EXERCISE DATA:
━━━━━━━━

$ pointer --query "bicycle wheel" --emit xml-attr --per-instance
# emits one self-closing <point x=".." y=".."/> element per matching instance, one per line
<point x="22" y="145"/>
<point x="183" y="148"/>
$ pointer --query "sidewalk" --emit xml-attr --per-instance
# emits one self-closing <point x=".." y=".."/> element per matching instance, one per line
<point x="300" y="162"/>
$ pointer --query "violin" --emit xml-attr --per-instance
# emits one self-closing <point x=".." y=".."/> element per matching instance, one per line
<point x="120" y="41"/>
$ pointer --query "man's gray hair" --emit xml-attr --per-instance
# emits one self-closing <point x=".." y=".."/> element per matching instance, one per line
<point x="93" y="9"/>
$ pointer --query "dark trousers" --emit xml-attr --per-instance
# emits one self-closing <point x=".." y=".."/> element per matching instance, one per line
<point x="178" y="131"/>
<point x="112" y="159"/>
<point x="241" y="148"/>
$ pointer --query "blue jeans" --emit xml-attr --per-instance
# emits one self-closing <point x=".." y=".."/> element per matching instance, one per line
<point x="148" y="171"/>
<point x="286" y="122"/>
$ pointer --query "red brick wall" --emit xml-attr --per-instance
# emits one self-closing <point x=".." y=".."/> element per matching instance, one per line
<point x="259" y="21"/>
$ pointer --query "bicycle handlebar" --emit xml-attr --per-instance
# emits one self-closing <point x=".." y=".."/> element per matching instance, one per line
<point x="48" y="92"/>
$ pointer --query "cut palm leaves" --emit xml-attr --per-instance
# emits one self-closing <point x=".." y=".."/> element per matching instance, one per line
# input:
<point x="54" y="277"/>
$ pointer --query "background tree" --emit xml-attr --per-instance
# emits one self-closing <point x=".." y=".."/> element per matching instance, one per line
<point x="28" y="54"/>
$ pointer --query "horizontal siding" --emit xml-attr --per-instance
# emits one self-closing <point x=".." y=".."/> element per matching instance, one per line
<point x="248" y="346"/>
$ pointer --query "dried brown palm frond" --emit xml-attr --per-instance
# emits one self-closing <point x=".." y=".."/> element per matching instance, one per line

━━━━━━━━

AIM: Return all of the data exactly as it reads.

REPLY:
$ pointer --query "bicycle wheel" --emit xml-attr --per-instance
# emits one self-closing <point x=".." y=".."/> element per matching instance, one per line
<point x="22" y="145"/>
<point x="183" y="148"/>
$ pointer --query "sidewalk" --emit xml-attr --per-instance
# emits one self-closing <point x=".." y=".."/> element per matching instance, one per line
<point x="300" y="162"/>
$ pointer --query "violin" --emit xml-attr --per-instance
# emits one self-closing <point x=".." y=".."/> element per matching instance, one per line
<point x="120" y="41"/>
$ pointer --query "man's gray hair" --emit xml-attr --per-instance
# emits one self-closing <point x=".." y=".."/> element per matching instance, one per line
<point x="93" y="9"/>
$ pointer --query "dark trousers" --emit xml-attr --per-instance
# emits one self-closing <point x=".." y=".."/> element per matching instance, one per line
<point x="178" y="131"/>
<point x="112" y="159"/>
<point x="241" y="148"/>
$ pointer --query "blue jeans" --emit xml-attr --per-instance
# emits one self-closing <point x=".." y=".."/> element per matching instance, one per line
<point x="148" y="171"/>
<point x="286" y="122"/>
$ pointer --query "red brick wall" --emit xml-attr --per-instance
# emits one self-closing <point x=".." y=".."/> element per matching instance, one per line
<point x="259" y="21"/>
$ pointer --query "bicycle handlebar" --emit xml-attr --per-instance
# emits one self-closing <point x=".." y=".."/> element per matching instance, one per line
<point x="48" y="92"/>
$ pointer --query "cut palm leaves" --emit xml-attr --per-instance
# emits one self-closing <point x=".." y=".."/> element per matching instance, one per line
# input:
<point x="54" y="277"/>
$ pointer --query "background tree" --emit xml-attr --per-instance
# emits one self-closing <point x=".." y=".."/> element per matching instance, one per line
<point x="28" y="54"/>
$ pointer --query "horizontal siding" --emit xml-attr --per-instance
# emits one self-closing <point x=".." y=".."/> element per matching instance, one per line
<point x="248" y="346"/>
$ pointer --query "dried brown palm frond" --emit xml-attr --per-instance
# emits one self-closing <point x=".." y=".."/> element per matching instance, one per line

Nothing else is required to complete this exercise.